* start *
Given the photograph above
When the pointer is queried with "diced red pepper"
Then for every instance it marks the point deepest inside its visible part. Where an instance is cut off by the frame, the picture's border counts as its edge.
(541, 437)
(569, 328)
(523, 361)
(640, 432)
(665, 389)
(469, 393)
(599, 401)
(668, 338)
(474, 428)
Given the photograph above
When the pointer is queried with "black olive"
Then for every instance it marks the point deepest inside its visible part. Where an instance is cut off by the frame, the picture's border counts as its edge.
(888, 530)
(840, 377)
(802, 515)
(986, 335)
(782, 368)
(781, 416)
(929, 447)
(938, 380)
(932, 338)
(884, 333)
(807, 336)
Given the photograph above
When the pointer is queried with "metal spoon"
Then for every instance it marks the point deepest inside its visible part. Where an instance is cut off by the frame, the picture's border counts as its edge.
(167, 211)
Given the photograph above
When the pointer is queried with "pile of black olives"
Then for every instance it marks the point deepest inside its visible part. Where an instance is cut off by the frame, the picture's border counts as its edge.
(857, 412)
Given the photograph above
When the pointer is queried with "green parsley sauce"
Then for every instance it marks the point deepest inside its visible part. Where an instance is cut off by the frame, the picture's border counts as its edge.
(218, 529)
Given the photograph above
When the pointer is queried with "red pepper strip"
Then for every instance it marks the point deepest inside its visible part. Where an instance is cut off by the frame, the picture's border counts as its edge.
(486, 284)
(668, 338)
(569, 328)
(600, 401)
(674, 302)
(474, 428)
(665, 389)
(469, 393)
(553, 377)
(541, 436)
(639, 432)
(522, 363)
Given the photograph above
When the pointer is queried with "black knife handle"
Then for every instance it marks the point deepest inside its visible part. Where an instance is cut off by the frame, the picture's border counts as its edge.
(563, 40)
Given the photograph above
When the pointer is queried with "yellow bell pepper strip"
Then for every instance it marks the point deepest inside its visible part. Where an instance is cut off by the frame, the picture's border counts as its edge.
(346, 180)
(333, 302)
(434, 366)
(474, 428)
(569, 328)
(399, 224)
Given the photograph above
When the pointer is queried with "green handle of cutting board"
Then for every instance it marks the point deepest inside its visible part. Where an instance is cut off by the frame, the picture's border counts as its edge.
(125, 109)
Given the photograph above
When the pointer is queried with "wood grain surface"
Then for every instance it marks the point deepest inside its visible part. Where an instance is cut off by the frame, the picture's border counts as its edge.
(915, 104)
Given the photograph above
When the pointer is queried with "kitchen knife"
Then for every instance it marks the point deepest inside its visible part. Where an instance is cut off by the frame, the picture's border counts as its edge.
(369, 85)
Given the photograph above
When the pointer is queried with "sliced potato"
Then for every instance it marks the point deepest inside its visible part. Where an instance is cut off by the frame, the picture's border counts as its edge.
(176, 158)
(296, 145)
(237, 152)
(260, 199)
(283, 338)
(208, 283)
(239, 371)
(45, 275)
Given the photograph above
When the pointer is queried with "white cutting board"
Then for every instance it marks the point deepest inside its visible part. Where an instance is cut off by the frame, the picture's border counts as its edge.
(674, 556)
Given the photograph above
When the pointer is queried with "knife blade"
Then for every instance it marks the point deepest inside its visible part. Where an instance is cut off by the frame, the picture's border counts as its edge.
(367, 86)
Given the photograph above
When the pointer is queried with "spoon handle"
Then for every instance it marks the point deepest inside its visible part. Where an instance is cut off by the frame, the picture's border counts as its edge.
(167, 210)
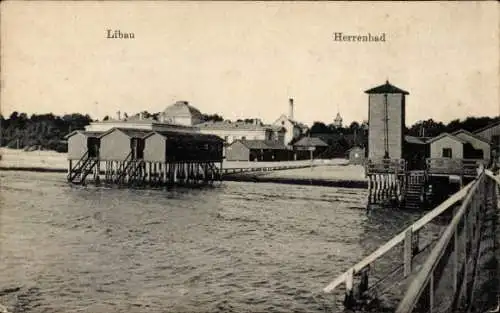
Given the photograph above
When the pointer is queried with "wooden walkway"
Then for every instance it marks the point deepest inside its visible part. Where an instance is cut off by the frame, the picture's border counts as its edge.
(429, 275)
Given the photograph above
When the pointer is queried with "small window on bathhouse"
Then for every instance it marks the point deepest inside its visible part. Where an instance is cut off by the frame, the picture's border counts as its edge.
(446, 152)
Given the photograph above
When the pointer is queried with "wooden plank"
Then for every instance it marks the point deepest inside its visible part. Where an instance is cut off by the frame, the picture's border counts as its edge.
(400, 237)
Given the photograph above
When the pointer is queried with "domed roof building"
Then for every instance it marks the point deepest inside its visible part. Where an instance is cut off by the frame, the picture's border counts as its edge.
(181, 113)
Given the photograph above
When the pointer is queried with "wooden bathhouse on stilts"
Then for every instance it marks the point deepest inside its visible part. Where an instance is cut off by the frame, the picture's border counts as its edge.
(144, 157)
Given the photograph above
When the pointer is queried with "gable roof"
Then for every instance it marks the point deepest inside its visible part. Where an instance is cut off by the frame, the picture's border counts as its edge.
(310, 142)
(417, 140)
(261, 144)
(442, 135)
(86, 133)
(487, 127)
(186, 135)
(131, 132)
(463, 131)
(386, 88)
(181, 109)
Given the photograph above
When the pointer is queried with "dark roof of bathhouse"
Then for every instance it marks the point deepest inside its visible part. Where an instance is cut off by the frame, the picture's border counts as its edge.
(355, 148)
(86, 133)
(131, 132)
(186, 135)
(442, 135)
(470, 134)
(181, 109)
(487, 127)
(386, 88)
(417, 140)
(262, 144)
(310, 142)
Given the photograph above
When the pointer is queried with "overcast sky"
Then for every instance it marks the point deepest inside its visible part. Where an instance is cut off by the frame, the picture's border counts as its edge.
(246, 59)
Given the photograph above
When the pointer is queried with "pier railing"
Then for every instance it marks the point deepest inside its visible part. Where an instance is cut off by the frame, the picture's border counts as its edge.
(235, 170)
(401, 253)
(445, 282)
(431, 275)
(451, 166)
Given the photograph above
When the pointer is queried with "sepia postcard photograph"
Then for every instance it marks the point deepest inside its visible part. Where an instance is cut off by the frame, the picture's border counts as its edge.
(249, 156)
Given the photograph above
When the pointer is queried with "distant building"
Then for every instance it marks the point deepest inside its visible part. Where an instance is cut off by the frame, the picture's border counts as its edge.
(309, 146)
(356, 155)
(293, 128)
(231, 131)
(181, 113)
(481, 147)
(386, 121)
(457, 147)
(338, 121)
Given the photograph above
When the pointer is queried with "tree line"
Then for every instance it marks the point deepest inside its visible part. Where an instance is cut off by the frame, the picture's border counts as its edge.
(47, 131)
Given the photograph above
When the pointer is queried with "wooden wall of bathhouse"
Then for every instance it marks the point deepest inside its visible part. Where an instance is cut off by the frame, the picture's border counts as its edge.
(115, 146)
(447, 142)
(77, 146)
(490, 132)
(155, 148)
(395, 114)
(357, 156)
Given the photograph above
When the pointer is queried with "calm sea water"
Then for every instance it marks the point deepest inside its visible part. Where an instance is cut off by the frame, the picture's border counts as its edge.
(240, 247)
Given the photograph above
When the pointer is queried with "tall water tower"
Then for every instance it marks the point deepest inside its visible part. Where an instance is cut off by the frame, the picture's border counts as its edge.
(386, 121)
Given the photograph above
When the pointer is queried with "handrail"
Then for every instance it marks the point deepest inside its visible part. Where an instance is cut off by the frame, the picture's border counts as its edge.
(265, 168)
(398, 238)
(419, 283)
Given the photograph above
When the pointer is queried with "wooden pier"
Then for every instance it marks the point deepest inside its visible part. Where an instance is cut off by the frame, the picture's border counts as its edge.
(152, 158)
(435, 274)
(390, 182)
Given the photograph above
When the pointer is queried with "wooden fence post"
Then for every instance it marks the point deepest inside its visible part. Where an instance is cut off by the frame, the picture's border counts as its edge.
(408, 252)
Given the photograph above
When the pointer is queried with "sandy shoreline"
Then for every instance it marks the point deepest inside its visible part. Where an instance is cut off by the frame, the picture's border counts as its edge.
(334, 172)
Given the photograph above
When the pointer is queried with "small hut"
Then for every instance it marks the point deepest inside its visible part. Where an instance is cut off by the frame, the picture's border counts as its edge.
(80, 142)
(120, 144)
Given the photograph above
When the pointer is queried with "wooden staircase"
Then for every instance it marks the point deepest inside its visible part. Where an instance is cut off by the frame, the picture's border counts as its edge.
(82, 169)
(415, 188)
* end *
* start *
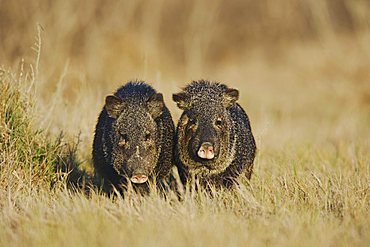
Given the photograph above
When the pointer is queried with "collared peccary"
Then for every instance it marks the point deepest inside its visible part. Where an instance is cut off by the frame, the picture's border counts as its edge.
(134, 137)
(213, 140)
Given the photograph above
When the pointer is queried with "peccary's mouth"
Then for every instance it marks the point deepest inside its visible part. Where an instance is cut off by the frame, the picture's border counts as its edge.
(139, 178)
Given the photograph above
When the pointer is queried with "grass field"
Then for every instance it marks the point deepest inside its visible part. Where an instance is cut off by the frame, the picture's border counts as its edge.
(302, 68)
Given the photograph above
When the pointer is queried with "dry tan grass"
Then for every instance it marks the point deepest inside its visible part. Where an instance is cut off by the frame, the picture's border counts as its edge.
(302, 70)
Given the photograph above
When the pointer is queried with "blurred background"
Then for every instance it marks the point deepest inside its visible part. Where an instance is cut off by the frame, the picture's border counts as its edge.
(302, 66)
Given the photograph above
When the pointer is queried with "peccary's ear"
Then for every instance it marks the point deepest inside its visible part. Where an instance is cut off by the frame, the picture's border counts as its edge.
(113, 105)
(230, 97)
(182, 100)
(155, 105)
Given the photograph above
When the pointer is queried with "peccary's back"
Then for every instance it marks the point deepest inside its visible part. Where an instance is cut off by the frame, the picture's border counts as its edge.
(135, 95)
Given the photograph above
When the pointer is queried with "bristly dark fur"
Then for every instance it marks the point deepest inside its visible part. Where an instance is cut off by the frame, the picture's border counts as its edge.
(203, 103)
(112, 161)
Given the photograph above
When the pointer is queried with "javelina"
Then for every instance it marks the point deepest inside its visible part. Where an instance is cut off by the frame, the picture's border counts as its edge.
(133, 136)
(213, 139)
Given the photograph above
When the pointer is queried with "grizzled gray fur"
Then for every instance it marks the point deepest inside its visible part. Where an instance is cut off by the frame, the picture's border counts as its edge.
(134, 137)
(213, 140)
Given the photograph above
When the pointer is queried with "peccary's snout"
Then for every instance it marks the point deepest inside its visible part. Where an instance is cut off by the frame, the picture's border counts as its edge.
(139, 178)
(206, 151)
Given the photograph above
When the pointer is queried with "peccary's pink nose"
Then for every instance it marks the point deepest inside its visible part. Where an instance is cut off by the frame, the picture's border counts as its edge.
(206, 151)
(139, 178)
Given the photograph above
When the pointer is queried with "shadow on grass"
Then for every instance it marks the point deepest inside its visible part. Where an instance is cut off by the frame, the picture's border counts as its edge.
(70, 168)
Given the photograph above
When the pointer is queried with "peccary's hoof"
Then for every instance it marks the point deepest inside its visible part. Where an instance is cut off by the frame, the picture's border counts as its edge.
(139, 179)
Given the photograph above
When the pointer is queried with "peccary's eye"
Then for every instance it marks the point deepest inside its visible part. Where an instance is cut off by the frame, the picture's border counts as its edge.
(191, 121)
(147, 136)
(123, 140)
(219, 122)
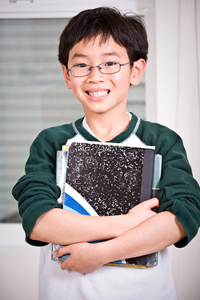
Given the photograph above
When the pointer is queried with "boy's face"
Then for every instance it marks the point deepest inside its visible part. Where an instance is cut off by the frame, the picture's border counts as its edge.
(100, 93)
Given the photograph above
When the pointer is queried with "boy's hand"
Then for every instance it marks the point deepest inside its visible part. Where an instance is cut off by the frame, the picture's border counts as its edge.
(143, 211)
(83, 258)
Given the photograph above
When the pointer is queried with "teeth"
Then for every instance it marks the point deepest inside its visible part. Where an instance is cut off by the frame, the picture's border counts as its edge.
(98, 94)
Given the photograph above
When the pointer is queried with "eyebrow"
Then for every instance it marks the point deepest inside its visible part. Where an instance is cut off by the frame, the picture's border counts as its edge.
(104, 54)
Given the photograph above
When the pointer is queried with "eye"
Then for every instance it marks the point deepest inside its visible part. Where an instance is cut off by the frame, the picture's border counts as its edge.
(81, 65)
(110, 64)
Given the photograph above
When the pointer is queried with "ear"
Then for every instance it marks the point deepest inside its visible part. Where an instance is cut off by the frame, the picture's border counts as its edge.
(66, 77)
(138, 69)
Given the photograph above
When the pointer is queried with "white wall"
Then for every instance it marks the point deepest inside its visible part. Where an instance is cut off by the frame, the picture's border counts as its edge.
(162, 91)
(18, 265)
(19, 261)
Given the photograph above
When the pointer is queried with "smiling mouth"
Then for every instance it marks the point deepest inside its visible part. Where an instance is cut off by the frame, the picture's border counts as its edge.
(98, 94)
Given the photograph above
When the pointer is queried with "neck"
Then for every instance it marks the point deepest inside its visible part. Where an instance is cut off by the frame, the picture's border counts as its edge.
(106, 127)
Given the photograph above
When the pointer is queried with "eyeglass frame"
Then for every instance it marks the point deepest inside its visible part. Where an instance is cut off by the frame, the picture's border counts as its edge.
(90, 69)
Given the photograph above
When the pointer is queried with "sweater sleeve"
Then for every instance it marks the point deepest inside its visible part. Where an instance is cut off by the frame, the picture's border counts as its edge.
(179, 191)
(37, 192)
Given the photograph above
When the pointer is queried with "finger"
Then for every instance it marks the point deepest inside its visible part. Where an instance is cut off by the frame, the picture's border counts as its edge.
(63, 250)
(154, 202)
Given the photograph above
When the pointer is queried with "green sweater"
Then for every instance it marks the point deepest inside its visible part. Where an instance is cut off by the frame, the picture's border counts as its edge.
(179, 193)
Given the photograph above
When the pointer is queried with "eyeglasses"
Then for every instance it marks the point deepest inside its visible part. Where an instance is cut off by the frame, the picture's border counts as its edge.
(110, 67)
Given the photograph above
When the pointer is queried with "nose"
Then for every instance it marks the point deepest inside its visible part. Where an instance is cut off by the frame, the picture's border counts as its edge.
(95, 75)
* end *
_What the task requires:_
Which lines in the records contain the string "peccary"? List every such line, and treat uppercase and lowercase as different.

_Answer for this exercise:_
When the pointer is queried with "collared peccary"
When the pointer is queried with "peccary's mouth"
When the pointer is queried with "peccary's ear"
When the pointer is queried with "peccary's back"
When the pointer is queried with "peccary's snout"
When the pointer is queried with "peccary's pink nose"
When the pointer is queried with "peccary's hoof"
When the pointer is queried with "peccary's eye"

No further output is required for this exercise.